**TASK REQUIREMENTS:** Beneath this task are records; print exactly the stretch of them from the line with "Using the provided image, produce bounding boxes for red dress." through the line with "for green hooded", both ends included.

**INPUT:**
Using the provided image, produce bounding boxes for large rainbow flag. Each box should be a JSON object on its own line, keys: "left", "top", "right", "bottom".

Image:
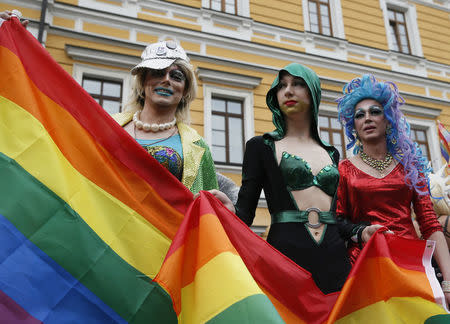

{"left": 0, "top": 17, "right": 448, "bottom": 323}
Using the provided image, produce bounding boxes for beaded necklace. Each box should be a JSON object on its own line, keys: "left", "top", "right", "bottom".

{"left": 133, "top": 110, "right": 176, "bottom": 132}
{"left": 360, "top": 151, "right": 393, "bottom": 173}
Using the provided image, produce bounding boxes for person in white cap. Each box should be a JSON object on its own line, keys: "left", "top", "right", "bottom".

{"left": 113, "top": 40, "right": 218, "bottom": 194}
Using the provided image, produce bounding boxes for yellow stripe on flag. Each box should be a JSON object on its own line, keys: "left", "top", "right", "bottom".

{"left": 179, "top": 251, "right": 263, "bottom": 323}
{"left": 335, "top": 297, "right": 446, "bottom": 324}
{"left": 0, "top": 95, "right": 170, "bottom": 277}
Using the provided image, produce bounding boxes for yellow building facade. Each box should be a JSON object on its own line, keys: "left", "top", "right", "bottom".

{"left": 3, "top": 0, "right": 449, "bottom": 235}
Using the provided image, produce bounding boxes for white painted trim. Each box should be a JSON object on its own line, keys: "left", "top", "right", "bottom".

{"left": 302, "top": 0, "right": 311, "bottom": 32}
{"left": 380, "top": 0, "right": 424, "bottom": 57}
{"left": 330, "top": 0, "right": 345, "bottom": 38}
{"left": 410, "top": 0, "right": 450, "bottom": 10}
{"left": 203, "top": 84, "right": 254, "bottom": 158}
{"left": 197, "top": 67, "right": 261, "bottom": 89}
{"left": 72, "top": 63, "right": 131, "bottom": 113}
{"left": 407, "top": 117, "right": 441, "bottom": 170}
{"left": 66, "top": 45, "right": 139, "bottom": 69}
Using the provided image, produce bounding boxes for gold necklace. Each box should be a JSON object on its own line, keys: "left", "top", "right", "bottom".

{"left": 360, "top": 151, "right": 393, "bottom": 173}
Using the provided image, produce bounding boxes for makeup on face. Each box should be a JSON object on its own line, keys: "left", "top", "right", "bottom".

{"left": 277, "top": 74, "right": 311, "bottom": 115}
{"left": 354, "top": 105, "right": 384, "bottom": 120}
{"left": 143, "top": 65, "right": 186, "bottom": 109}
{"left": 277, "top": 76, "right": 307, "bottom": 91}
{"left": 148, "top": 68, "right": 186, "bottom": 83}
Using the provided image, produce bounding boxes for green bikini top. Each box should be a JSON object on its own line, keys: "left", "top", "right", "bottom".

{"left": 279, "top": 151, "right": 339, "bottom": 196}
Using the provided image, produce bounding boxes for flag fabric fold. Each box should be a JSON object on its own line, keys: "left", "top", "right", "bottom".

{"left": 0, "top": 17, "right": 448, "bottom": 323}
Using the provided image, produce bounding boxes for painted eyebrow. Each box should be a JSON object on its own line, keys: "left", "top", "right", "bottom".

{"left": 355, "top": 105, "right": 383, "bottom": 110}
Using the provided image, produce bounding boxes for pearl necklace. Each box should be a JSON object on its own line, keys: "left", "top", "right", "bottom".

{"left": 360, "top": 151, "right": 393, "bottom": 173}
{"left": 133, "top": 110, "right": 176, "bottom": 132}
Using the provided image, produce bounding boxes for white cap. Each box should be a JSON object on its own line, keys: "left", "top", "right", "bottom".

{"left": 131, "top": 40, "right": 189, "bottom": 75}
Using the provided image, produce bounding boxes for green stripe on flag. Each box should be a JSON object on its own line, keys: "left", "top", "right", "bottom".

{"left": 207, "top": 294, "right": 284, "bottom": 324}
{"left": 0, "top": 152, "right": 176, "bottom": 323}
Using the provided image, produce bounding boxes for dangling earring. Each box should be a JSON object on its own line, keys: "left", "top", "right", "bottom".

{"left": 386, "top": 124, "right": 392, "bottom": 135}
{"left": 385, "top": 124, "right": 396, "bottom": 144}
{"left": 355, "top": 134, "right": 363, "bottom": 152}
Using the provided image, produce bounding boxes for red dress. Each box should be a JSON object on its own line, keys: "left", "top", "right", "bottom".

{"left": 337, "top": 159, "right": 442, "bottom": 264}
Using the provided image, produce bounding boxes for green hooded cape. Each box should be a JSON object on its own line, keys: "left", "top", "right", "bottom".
...
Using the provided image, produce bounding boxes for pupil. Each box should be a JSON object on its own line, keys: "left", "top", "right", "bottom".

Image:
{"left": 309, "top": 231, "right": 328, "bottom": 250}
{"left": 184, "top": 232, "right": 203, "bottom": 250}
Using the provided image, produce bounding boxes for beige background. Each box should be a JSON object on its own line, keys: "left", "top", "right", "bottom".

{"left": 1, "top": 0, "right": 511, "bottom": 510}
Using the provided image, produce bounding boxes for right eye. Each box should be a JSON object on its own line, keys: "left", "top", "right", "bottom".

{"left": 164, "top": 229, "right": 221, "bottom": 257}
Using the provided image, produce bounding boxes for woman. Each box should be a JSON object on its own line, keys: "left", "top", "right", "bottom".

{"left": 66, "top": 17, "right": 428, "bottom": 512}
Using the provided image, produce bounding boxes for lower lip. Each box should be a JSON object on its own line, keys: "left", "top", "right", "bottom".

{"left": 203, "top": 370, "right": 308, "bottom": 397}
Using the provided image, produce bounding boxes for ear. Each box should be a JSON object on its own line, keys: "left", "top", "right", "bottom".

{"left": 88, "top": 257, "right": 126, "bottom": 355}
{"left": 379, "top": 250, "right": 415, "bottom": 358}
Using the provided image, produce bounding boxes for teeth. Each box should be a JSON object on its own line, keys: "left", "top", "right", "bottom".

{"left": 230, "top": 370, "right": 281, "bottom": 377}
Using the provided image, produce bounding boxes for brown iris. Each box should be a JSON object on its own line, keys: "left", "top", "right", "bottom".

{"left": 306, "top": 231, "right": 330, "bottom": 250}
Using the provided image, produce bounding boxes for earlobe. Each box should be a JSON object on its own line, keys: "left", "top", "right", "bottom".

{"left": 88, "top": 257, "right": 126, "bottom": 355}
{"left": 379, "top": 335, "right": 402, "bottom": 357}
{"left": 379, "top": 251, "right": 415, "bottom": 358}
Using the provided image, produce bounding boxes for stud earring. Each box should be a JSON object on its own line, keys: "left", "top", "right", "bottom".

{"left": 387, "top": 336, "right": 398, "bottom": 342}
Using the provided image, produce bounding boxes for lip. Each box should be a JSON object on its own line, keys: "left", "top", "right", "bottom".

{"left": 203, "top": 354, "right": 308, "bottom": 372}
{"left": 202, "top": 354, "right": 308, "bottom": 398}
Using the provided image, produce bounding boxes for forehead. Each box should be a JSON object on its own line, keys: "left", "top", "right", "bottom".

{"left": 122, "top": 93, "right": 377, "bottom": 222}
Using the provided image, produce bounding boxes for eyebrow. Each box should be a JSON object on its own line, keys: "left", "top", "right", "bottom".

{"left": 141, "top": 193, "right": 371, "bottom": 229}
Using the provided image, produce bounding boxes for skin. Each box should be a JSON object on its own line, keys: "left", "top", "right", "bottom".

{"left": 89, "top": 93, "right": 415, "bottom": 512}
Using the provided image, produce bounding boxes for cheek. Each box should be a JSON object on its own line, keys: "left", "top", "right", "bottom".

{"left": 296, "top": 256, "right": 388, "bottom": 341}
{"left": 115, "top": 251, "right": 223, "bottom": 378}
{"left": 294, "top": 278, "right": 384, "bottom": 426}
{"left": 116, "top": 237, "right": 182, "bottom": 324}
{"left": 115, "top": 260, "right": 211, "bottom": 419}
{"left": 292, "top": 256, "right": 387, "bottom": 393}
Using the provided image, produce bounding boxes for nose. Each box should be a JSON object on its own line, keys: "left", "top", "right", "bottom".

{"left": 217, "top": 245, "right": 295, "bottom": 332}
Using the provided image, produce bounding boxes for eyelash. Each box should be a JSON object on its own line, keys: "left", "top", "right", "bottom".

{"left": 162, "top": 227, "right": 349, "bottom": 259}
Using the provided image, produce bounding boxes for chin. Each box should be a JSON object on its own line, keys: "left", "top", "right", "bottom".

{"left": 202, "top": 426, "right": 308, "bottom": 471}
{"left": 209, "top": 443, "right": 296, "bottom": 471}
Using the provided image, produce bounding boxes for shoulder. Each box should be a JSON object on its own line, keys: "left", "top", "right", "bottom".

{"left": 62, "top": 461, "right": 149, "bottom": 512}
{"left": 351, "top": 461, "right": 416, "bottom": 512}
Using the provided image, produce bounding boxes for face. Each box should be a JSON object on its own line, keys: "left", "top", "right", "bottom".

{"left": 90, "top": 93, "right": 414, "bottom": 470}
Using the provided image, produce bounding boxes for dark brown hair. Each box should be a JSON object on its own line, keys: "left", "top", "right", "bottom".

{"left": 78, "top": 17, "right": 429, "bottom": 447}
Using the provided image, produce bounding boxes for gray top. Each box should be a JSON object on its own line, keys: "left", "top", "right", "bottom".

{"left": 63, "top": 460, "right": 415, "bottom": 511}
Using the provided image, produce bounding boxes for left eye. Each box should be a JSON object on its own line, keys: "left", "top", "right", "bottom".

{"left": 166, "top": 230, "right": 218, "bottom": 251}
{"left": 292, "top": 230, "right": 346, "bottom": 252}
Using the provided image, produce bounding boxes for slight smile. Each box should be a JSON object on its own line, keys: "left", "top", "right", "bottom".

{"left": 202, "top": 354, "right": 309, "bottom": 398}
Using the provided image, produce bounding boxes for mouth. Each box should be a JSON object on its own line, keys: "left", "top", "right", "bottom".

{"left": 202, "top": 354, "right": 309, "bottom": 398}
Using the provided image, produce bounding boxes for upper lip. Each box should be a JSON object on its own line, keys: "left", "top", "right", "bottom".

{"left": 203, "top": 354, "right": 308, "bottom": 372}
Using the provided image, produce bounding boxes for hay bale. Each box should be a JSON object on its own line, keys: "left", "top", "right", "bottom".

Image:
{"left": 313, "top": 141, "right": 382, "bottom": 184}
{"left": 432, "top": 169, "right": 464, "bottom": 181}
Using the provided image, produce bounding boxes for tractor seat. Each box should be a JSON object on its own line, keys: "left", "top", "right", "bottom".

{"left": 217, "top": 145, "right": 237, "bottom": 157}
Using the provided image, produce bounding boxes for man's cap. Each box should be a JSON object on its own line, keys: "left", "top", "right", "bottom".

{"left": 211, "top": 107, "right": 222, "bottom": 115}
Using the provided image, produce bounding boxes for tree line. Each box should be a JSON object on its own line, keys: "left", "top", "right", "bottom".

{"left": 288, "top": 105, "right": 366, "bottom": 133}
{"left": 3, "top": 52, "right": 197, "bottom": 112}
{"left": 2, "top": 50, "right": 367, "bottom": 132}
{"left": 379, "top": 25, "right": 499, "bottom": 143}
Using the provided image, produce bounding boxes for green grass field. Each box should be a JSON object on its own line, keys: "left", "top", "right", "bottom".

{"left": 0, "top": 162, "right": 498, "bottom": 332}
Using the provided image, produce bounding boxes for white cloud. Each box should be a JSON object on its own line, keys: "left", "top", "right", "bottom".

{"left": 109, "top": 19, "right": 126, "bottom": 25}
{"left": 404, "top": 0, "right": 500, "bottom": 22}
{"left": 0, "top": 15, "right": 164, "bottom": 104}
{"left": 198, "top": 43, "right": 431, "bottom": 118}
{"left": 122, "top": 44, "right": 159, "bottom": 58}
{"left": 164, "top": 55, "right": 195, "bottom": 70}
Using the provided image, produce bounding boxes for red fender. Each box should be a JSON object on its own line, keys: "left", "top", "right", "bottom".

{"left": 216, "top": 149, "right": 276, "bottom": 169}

**TASK OUTPUT:**
Using the provided image, produce bounding boxes for red dress. Each box should be a JSON object on its own line, keys: "left", "top", "right", "bottom".

{"left": 337, "top": 159, "right": 442, "bottom": 264}
Using the provided image, produce bounding boxes for green hooded cape. Each box should be a JSON object on its own line, keys: "left", "top", "right", "bottom".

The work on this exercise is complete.